AIM
Rewrite all the entries below with every "tag" changed to "mark" and nothing else altered, leaving out the pictures.

RECORDS PROVIDED

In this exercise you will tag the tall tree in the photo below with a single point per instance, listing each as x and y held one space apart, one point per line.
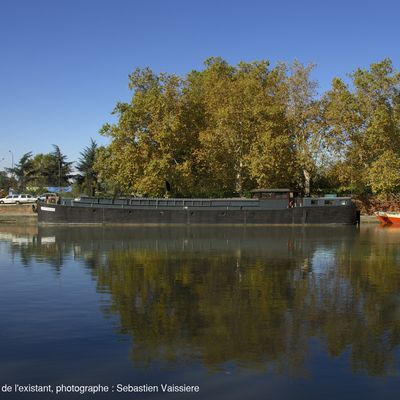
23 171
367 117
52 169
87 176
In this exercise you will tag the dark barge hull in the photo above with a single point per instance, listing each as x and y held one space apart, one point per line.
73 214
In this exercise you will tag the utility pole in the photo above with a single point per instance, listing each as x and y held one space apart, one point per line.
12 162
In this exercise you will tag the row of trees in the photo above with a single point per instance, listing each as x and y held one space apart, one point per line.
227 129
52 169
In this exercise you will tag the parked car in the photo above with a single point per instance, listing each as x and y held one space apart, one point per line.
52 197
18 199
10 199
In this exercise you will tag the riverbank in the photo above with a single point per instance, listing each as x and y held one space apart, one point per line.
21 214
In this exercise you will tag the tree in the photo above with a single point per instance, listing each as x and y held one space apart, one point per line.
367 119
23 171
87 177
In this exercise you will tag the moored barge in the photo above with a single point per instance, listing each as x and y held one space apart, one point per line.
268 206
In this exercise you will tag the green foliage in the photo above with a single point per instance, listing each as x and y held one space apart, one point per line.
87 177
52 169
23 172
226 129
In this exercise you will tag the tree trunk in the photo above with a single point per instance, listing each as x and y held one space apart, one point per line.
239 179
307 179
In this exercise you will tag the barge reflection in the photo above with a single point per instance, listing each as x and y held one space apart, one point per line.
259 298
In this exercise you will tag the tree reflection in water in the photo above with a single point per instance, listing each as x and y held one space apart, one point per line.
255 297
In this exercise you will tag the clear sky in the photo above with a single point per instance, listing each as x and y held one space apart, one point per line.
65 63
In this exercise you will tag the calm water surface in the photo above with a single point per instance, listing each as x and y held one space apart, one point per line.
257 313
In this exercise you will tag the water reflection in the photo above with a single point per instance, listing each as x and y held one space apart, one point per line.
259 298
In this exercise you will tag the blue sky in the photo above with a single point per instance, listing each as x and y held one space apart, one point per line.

SOLUTION TO THE PROBLEM
In this exercise you will mark the tall tree in the photo below with a single point per instance, listing each as x and y held one space apart, one point per line.
23 171
367 117
52 169
87 176
In this exercise you will mark the dark barge hull in the photo above with a single point per instance, listing each as x and y held one space apart, one point per line.
73 214
In this exercise you will mark the utility pole in the photo above with a single point per instance, listing each as x and y held one space apart, one point per line.
12 162
In this exercise you will mark the row of trees in the photo above with a single point per instance, listing each as x and y held one space apart, one point per line.
227 129
52 169
In this exercise you will mark the parked car in the photo above with a single point per instance, listing each as x and y held one space apart, one point per line.
52 197
18 199
10 199
In this exercise you will mark the riverbank in the photo above with a single point per instance, listing each as x and y held one space apart, one point per line.
21 214
In this exercise you will mark the tree in the photo above with a single point per instance, listing each as x and y held one space apart, one point per line.
367 119
23 171
87 177
In this exercise you will mark the moored barge in the photo above with a single point per instance, listing each as x and y held one space apart, one point per line.
268 206
In this exercise you will mark the green foliage in the photo above with a single point per instance, listing each as x and y held one space apart, one point per line.
87 177
52 169
23 172
226 129
In this exercise you will mark the tree trunk in the photo above with a single point per instance, listing each as x and y held one space apart, one point per line.
239 179
307 179
In this exercise you will mark the barge reflection in the photo above with a single point per instance, listing each as x and y held one space apart, one point per line.
259 298
In this exercise you will mark the tree reflection in water in the photo above with a single point per instance, listing each as x and y held one space apart, one point per line.
255 297
In this exercise you will mark the clear sky in the photo above with a single point per instance, listing each as x and y held one space apart, one point per line.
65 63
In this exercise you will mark the calm water surface in the photo above with a single point per instance, listing each as x and y held one space apart, one point per line.
257 313
In this exercise you will mark the water reflection in the photo above with a single point per instance, listing each as x and y held one space apart, one point per line.
259 298
In this exercise you will mark the blue sky in the photo above with a single point per instance, listing each as x and y held one space apart, one point per line.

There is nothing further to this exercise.